> **TASK REQUIREMENTS**: Reproduce the lines below word for word, from the very first one through the line that contains "pixel 803 1031", including both of those lines.

> **RECORDS SUPPLIED**:
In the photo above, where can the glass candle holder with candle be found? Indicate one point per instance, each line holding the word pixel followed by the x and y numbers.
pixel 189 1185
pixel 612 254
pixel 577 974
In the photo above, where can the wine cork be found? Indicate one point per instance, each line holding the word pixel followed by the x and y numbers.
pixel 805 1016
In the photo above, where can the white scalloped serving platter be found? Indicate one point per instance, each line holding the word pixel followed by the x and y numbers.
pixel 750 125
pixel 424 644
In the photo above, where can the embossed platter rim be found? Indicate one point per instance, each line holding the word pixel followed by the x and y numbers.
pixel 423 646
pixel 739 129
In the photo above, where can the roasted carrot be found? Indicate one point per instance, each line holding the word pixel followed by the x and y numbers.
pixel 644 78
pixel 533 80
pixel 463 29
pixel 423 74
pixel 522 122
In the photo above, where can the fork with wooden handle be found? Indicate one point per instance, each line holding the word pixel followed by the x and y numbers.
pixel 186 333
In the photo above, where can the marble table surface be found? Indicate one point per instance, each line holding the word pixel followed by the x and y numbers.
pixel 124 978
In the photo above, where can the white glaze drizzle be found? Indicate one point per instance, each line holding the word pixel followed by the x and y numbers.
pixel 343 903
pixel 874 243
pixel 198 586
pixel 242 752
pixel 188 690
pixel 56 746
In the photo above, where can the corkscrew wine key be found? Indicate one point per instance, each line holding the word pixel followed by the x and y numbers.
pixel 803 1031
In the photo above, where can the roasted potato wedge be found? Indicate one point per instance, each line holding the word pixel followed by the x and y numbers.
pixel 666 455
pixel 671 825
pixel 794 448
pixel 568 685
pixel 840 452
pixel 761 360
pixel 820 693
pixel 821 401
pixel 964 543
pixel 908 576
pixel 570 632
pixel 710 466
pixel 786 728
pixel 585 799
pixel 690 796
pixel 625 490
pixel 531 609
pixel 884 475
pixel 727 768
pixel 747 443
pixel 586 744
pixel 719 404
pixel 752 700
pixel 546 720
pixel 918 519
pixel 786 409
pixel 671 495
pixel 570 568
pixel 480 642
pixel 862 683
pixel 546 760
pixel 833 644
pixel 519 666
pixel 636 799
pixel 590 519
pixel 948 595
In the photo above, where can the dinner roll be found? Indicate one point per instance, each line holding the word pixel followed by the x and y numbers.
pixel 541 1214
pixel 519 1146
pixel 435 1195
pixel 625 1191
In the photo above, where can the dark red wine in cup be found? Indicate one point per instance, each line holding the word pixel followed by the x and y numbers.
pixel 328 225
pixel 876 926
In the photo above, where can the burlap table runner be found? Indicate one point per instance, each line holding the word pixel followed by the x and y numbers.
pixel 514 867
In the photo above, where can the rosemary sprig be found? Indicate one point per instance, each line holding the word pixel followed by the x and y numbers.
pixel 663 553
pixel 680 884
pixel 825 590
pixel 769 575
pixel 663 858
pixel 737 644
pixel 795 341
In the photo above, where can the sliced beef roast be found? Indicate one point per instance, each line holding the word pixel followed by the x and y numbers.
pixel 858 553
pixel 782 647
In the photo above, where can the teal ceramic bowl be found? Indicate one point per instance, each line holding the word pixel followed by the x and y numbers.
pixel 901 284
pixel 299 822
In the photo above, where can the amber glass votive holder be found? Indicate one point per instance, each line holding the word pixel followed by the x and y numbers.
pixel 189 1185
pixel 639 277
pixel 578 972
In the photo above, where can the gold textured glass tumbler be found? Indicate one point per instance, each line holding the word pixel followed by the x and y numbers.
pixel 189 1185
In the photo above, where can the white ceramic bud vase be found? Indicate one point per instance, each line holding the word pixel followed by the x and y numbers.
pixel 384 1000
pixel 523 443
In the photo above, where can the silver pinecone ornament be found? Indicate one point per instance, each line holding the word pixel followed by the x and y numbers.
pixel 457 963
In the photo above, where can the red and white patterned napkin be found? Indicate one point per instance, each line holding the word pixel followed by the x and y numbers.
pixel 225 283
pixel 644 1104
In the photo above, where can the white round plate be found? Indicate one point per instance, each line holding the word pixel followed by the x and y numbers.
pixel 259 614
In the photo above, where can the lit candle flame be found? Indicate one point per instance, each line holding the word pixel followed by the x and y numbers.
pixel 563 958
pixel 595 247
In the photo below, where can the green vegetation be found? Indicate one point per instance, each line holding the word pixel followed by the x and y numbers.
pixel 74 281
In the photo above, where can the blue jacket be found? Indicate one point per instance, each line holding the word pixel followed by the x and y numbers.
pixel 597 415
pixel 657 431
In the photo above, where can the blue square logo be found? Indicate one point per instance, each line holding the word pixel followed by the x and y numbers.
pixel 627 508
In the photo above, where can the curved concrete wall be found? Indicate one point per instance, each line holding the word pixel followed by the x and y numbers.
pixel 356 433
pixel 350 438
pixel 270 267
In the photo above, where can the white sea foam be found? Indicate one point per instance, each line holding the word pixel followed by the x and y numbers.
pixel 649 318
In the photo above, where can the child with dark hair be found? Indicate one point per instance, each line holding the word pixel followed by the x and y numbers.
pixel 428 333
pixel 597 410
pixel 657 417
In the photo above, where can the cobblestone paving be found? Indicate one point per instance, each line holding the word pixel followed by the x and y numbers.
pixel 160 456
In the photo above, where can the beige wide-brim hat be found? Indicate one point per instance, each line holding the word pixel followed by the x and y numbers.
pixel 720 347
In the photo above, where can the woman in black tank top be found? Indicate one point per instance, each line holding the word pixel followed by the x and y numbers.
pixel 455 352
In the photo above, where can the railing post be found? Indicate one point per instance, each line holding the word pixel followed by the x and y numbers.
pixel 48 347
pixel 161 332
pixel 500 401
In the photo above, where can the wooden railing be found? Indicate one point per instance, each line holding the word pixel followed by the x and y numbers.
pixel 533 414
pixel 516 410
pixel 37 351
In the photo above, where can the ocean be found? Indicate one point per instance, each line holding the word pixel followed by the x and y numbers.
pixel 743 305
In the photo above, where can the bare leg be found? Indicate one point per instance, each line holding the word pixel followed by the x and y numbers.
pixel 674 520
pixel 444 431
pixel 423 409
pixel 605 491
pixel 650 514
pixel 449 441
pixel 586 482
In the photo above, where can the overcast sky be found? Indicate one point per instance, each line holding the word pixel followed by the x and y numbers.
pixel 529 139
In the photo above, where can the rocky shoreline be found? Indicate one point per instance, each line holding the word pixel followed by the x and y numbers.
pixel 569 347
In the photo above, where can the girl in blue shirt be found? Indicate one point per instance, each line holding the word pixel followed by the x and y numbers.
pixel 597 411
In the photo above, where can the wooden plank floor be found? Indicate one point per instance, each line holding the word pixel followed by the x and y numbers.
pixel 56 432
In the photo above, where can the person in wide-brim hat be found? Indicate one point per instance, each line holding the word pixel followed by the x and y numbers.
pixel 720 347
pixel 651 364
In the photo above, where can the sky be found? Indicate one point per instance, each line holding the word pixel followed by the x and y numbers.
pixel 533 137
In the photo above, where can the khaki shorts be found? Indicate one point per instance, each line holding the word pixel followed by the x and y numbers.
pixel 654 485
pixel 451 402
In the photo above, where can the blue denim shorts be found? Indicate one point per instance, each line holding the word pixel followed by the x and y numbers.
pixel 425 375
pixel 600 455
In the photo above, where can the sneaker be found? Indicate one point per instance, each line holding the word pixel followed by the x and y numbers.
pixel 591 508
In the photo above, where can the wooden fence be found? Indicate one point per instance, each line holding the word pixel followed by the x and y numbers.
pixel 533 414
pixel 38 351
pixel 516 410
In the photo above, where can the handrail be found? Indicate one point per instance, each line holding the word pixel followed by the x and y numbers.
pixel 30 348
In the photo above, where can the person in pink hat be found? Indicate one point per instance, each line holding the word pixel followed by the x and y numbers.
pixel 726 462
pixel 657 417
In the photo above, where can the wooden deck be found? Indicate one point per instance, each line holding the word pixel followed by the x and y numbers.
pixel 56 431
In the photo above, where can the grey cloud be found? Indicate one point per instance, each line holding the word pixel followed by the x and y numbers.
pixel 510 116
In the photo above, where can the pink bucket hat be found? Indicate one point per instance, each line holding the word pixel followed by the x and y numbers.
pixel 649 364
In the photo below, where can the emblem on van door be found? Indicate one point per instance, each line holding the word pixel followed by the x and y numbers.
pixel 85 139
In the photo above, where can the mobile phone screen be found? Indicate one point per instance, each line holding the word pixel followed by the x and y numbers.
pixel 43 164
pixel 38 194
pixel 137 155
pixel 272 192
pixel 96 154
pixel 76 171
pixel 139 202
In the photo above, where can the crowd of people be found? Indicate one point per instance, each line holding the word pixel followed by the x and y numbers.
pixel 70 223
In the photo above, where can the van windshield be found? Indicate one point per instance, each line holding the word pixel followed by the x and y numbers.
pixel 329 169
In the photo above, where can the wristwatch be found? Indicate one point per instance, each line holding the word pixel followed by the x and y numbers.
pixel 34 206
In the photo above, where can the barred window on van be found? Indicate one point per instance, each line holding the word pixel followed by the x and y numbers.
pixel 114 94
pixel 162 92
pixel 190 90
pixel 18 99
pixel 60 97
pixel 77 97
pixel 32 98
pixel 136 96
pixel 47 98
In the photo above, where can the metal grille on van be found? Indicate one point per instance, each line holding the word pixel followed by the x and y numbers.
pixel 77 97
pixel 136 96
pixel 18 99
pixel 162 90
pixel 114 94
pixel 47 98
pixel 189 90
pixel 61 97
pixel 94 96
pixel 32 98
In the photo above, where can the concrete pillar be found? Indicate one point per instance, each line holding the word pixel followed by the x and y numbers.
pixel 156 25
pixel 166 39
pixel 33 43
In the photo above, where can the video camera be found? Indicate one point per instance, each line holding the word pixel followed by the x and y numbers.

> **SOLUTION TO THIS TASK**:
In the photo above, where can the glass candle holder with candle be found? Indicate one point per instance, each line holding the word pixel followed by the x and y numbers.
pixel 189 1185
pixel 612 254
pixel 577 974
In the photo above, where can the wine cork be found? Indicate one point per instance, each line holding the word pixel followed by the x and y numbers.
pixel 805 1016
In the photo above, where can the white scalloped serving platter be found? Indicate one point per instance, each line holding the word pixel followed by the x and y numbers.
pixel 750 125
pixel 424 644
In the photo above, where can the embossed platter rim be found? Indicate one point per instance, each line holding the word pixel followed by the x and y numbers.
pixel 423 646
pixel 739 129
In the photo above, where can the roasted carrot be found? Indicate one point per instance, each line holding the word pixel followed by the x and y numbers.
pixel 644 78
pixel 533 80
pixel 463 29
pixel 423 74
pixel 522 122
In the photo above, where can the fork with wooden handle be found? Indicate one point per instance, each line holding the word pixel followed by the x and y numbers.
pixel 186 333
In the photo above, where can the marble table surface be found? Indicate one point per instance, each line holding the word pixel followed by the x and y numbers.
pixel 124 978
In the photo above, where can the white glaze drizzle be found? Indicate one point per instance, each line holding the word pixel followed by the x and y numbers.
pixel 343 903
pixel 874 243
pixel 198 586
pixel 242 752
pixel 188 690
pixel 56 746
In the photo above, where can the corkscrew wine key be found? Indicate one point per instance, each line holding the word pixel followed by the x and y numbers.
pixel 803 1031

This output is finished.